■ To be done:
Can you output every line of the records below as a Markdown table with the columns "Row" and "Line," numbering each line and leaving out blank lines?

Dataset excerpts on object pointing:

------------------------

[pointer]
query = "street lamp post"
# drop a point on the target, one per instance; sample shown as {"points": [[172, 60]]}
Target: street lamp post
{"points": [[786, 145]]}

------------------------

■ Complete answer:
| Row | Line |
|---|---|
| 1 | [pointer] |
| 2 | query = "street lamp post" |
| 3 | # drop a point on the target, one per instance; sample shown as {"points": [[172, 60]]} |
| 4 | Target: street lamp post |
| 5 | {"points": [[786, 145]]} |